## Direction
Update the lines below so that every "pixel coordinates" becomes "x and y positions", with nothing else changed, and leave the pictures out.

## Extracted records
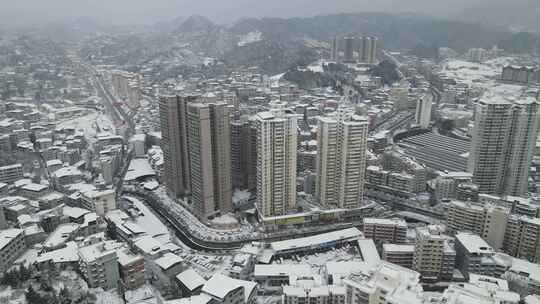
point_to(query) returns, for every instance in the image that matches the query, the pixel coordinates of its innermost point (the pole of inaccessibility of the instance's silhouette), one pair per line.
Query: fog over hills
(515, 13)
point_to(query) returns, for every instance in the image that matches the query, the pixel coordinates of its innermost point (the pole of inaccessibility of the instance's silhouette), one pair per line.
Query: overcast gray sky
(21, 12)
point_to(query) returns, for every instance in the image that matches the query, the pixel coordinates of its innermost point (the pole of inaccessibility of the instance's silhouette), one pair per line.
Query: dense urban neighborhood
(268, 162)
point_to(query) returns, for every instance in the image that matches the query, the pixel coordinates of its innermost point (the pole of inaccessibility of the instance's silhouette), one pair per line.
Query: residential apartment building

## Result below
point_to(query) returns, for every instance in the image that matches the query, the x and y positions of its innermost point (the pole of inaccessibility of the instance's silhouette), one pair per line.
Query: fog over hills
(515, 13)
point_to(query) returns, for every instance in the image that matches the query, the x and y positions of its innermost point (the pole of inaccessibility of the instance's silhouette), one pair per line.
Query: overcast gray sky
(21, 12)
point_to(query) returns, for every instance in the image that matches the query, the x and y positions of its innermost point (the pole of inaccessibility of the instance's silhouette), one pair per line.
Query: dense urban neighborhood
(268, 162)
point_to(query) returns, for every instance in the image that matches the query, the x and y positions of its innermost point (the pole of inaccessibility of the instance's silhouette), one pair per line.
Query: residential apartment building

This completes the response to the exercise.